- Assignment
What is needed is an exact copy of the data that follows.

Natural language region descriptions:
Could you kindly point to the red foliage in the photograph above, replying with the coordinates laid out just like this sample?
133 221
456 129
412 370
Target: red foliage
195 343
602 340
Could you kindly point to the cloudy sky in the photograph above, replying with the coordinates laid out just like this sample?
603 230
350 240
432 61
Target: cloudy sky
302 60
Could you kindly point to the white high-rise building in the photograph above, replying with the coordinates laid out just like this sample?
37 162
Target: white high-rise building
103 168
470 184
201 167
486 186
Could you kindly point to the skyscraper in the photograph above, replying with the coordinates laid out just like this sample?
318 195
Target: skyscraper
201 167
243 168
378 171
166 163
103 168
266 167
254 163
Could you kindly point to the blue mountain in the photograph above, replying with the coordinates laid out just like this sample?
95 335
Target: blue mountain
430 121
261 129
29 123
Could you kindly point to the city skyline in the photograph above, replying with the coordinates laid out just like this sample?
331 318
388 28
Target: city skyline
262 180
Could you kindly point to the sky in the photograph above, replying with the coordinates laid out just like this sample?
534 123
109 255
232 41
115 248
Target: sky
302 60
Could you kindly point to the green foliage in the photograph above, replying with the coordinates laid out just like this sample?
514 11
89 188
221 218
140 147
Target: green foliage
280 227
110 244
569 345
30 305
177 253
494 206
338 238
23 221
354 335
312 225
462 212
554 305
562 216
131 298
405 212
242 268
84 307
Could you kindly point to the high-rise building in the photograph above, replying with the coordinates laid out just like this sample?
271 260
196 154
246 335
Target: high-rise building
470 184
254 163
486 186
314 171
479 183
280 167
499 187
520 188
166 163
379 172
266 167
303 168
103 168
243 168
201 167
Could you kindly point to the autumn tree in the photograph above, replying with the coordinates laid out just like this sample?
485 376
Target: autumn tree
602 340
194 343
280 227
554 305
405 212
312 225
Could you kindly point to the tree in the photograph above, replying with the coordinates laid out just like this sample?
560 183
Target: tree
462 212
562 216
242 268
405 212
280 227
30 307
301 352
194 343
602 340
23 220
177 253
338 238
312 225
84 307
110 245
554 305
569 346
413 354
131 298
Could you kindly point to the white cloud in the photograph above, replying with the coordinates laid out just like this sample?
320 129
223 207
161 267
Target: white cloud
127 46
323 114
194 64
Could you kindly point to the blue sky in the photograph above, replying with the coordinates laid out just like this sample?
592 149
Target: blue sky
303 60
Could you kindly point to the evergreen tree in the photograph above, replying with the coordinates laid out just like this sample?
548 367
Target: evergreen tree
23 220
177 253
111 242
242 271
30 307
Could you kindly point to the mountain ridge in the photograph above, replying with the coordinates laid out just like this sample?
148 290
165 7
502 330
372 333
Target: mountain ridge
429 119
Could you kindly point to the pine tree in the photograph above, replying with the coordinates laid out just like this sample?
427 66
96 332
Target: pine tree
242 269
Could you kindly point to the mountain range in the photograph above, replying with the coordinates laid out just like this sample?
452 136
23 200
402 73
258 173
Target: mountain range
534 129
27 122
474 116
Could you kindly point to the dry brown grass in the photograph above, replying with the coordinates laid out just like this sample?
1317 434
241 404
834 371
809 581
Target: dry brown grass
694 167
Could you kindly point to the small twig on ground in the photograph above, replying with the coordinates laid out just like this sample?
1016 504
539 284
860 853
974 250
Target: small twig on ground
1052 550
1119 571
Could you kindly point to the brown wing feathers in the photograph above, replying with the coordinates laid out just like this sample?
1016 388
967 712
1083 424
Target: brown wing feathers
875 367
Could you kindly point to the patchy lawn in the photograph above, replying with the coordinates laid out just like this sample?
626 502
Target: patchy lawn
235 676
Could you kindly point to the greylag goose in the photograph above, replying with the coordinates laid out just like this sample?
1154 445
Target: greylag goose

- Worked solution
Could you kindly point to the red foliage in the photograph above, replying with the coordinates laid out just like this sample?
133 221
456 129
412 370
Target: red foliage
195 343
602 340
Could you kindly point to the cloudy sky in the photograph above, replying with the coordinates laid out just like this sample?
603 230
350 240
432 61
Target: cloudy sky
302 60
Could you kindly point to the white high-rise building in the photograph above, replying with the coordinates laid out just like this sample?
37 162
Target: white high-rise building
103 168
470 184
201 167
486 186
Could you kindly point to the skyscraper in the photograph above, replying with the coordinates laid out just like this sample?
318 195
Target: skyscraper
201 167
243 168
378 171
166 163
103 168
266 167
254 163
Could you kindly point to the blue mountain in the photograph above, replying with the coordinates laid out just like this sample?
95 335
Target: blue mountain
430 121
261 129
29 123
Could you kindly point to the city skyline in the photograph above, replying with the coordinates laid out just like this sample?
331 318
388 28
Target: city skyline
262 180
Could you kindly point to the sky in the photograph above, replying with the coordinates laid out just like this sample?
534 123
109 255
232 41
115 248
Target: sky
302 60
Could you kindly point to the green foliage in the photograph above, replying with the coordinates laid out just like this sample?
514 11
89 188
221 218
140 147
Target: green foliage
280 227
110 244
569 345
30 305
177 253
494 206
338 238
23 221
354 335
312 225
462 212
554 305
562 216
131 298
405 212
242 268
84 307
Could you kindly point to the high-rise building in the photograph above, replying with the coordinates laid out just like this sample?
271 260
196 154
246 335
Target: high-rise building
470 184
254 163
486 186
314 171
479 183
280 167
499 187
520 188
166 163
379 172
266 167
303 168
103 168
243 168
201 167
Could you kindly point to the autumn tree in the photograph above, replying with the coordinates laid out just like this sample?
485 376
Target: autumn tree
602 340
194 343
280 227
554 305
405 212
312 225
Could you kindly point to the tree in the photograph above, replying with the coordinates laid out just like this sample?
560 183
Target: tree
462 212
562 216
242 268
405 212
280 227
30 307
301 352
194 343
602 340
23 220
177 253
338 238
312 225
84 307
110 245
554 305
569 346
413 354
131 298
Could you kindly point to the white cloud in the photograph above, replying with the coordinates laid out just like this sample?
320 129
223 207
161 267
Target: white cloud
127 46
323 114
194 64
Could you kindly point to the blue sky in the photograph above, replying with the coordinates laid out just like this sample?
592 149
Target: blue sky
303 60
Could you kindly point to the evergreen tree in the photograph above, replying with the coordinates laid out just like this sample?
548 367
Target: evergreen tree
23 220
177 253
111 242
242 271
30 307
Could you kindly point to the mountain ridge in the photograph above, replying with the coordinates laid out just like this sample?
148 290
165 7
502 330
372 333
Target: mountain ridge
429 119
Could you kindly point to the pine tree in the photograph above, replying with the coordinates laid out just like this sample?
427 66
96 332
Target: pine tree
242 269
Could you kindly point to the mountain range in the photograph above, replying with the coordinates laid out just like this sample?
452 136
23 200
402 73
258 173
Target: mountain range
534 129
27 122
474 116
Could you kindly point to the dry brown grass in the photograph above, replying with the coordinates laid out just like this sample?
1317 434
241 404
834 371
809 581
Target: dry brown grass
694 167
Could you kindly point to the small twig on ground in the photograph above, replying with the coordinates laid out just like this sample?
1016 504
539 284
860 853
974 250
Target: small twig on ground
1052 550
1119 571
Could you kindly point to the brown wing feathers in the photograph above, replying with the coordinates laid out just like this sample?
1016 388
967 712
1083 424
Target: brown wing feathers
875 367
Could you kindly point to the patchy lawn in the photograph above, replying with the coordinates laid out just like this sample?
626 502
Target: patchy lawn
235 676
Could you kindly point to the greylag goose in the photograph above, replying with the coordinates laid out just like this sample?
1154 445
Target: greylag goose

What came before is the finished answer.